- **Given exercise**: Revise the text on the tiger campaign: reproduce the passage starting at "Ross made another" and ending at "to Washington, D.C.", with "press conference" changed to "news conference".

- **Excerpted text**:
....................
The postal service announced that it was annihilating the leftovers. Let's not be hasty, said Lesperance, the retail manager for the Detroit District.

He sounded a few alarms. Roy and the wildlife service got involved. Sen. Rob Portman, R-Ohio, dialed the deputy postmaster general.

Ross started lobbying. Early converts included Democratic senators Carl Levin and Debbie Stabenow of Michigan and Rep. Michael Grimm, R-N.Y.

But the legislative jungle was dark and tangled.

Tigers elevate tiger campaign

Grimm was a friend to the cause, but he's under federal indictment for fraud, tax evasion and perjury, which lessens his influence considerably.

Ross made another early friend of a congressman who's fond of tigers and the Tigers, but he's from back east, and he opted to stay in the shadows. There was grumbling that the money raised goes overseas, though of course, that's where the rhinos and elephants are.

Meanwhile, it's an election year, which means House members are home campaigning and the legislative session is short and densely packed.

Ross kept swinging. Along with Dombrowski and pitcher Max Scherzer, a former University of Missouri Tiger, she had spoken at a press conference the previous season on a Tigers road trip to Washington, D.C.

The groundswell grew.

"They tell us," she says, "that the recognition of the Tigers being behind the stamp helped elevate its status."

Tigers may not be as American as apple pie, but baseball is. Everything fell into place, and the wildlife triumphed.
....................
- **Raw data**:
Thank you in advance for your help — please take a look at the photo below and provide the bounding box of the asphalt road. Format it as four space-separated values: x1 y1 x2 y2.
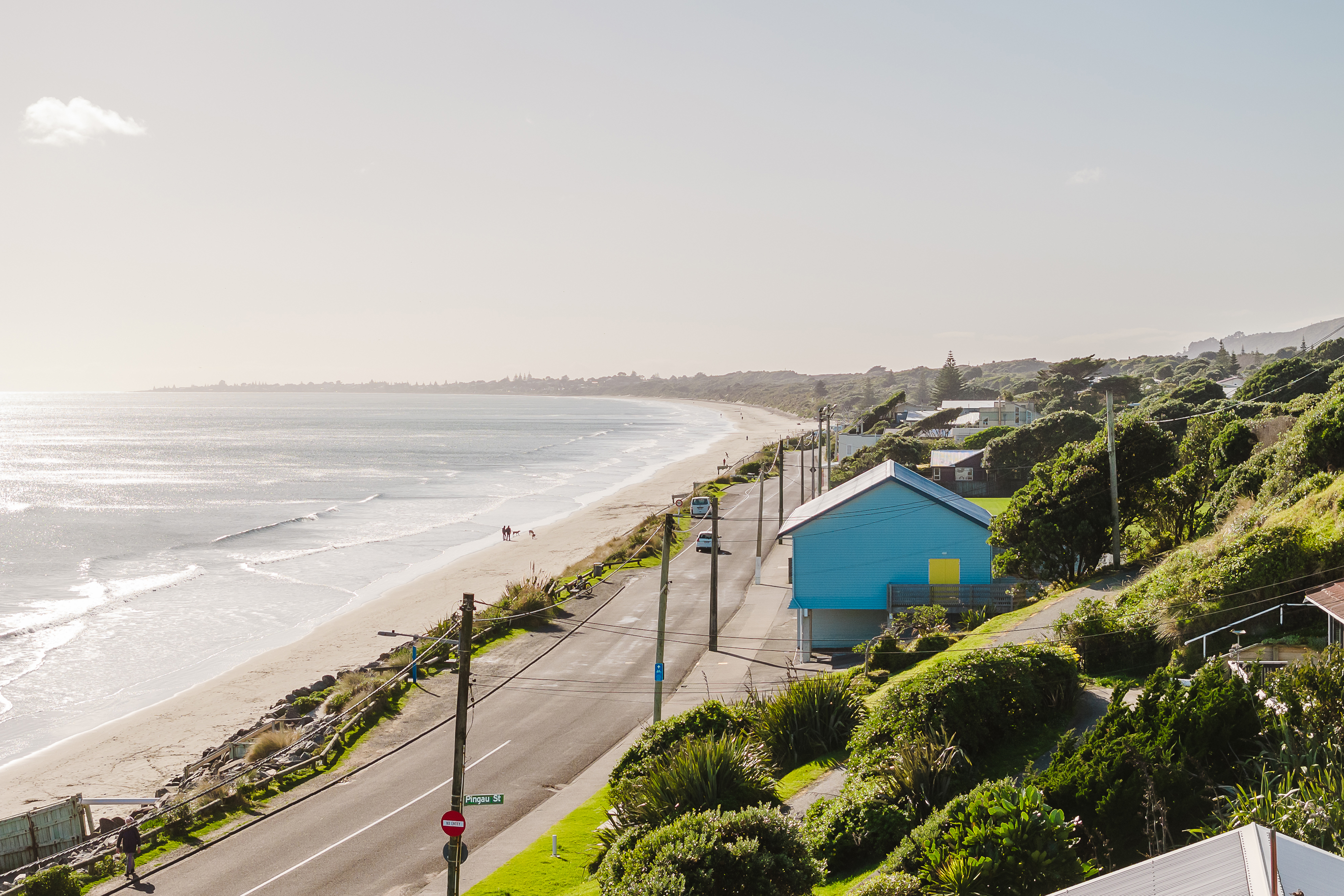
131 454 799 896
....................
- **Output below**:
Ross made another early friend of a congressman who's fond of tigers and the Tigers, but he's from back east, and he opted to stay in the shadows. There was grumbling that the money raised goes overseas, though of course, that's where the rhinos and elephants are.

Meanwhile, it's an election year, which means House members are home campaigning and the legislative session is short and densely packed.

Ross kept swinging. Along with Dombrowski and pitcher Max Scherzer, a former University of Missouri Tiger, she had spoken at a news conference the previous season on a Tigers road trip to Washington, D.C.